**Problem statement:** Can you copy the rows from the line that contains "Would you mind spotting the player's right" through the line that contains "<point>66,111</point>", replacing "right hand" with "right palm" and leaving everything else unchanged?

-- Begin Data for the task --

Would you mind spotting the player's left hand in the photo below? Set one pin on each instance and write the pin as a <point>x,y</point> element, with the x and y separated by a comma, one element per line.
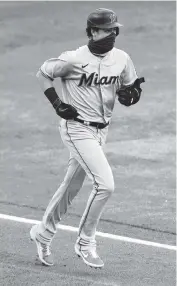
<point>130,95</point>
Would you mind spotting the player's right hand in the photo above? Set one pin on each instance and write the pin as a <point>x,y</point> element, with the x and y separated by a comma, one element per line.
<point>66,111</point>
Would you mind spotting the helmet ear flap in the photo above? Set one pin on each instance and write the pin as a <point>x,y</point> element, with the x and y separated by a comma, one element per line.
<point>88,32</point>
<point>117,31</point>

-- End Data for the task --
-- Begin Data for the task --

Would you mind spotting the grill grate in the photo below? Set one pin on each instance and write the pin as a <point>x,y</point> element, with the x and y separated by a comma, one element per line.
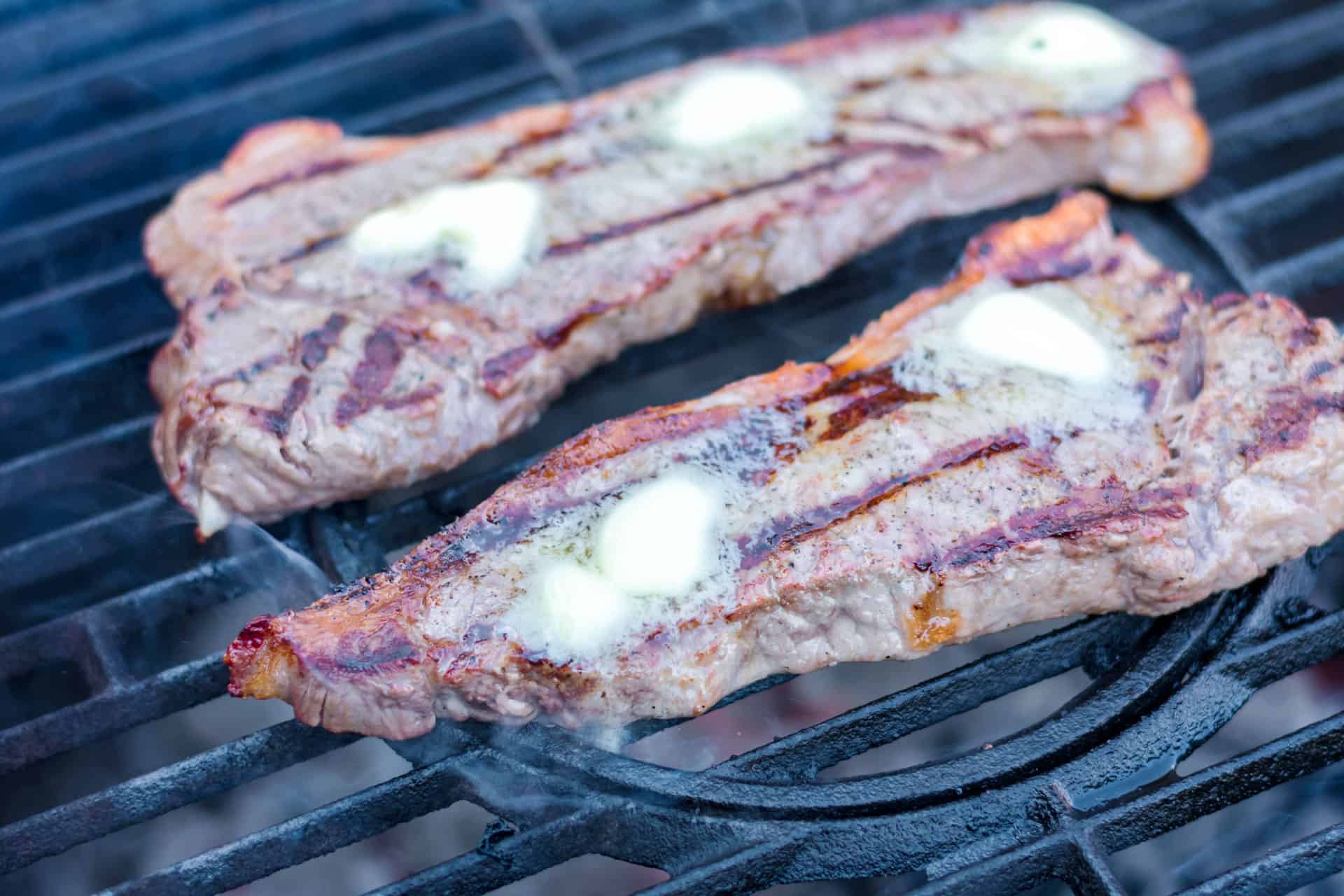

-- End Data for the task --

**Full solution:**
Would you mind spotting the player's right palm in the photo above? Set one pin on each instance and write the pin as a <point>x,y</point> element, with the x and y separated by a comma, one element per line.
<point>66,111</point>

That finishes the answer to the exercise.